# What the task asks
Pull every line of text from the data below and copy it word for word. Leave the pictures out of your answer.

───── Source records ─────

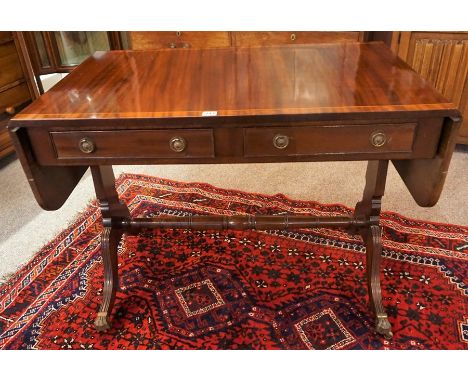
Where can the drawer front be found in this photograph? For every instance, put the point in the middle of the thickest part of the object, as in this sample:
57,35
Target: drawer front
319,140
159,40
117,144
280,38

─────

# Exercise answer
Where can the drawer front be found in this photograph? For every instance, put the point in the middle of the thickest part of the object, as in this sample:
57,35
Target: drawer front
319,140
159,40
117,144
280,38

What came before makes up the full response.